**Record set:**
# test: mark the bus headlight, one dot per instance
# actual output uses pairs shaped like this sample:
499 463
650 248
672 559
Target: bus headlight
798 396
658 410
* * *
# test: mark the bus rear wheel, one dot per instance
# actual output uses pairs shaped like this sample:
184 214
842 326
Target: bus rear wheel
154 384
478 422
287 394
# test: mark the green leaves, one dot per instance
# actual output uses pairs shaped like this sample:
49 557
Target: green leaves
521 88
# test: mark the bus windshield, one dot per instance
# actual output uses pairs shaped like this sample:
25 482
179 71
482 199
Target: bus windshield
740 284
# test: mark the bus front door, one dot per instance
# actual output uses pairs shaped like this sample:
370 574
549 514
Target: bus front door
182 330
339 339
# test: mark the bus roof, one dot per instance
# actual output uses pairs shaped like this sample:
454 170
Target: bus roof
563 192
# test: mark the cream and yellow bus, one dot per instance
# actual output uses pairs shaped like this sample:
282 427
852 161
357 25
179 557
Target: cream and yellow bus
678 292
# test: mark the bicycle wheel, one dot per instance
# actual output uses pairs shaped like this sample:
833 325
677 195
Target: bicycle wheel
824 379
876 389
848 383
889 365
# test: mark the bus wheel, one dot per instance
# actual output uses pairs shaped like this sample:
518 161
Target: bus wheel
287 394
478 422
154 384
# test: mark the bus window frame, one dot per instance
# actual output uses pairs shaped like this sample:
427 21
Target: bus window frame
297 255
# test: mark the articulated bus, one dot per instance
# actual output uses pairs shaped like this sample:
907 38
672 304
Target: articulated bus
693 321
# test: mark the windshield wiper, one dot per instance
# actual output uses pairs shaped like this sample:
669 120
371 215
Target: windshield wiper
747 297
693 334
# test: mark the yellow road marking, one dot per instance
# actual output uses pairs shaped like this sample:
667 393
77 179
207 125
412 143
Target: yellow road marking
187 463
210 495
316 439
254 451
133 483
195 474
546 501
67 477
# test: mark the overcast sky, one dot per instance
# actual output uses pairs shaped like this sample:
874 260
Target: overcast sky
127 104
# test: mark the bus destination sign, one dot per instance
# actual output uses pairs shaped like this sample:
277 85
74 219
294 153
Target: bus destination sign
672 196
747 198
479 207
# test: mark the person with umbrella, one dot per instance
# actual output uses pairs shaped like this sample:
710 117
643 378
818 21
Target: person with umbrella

**Exercise goal:**
If a line in the entries contains "person", copy it.

**Expected output:**
# test: mark the person with umbrella, one dot per instance
Target: person with umbrella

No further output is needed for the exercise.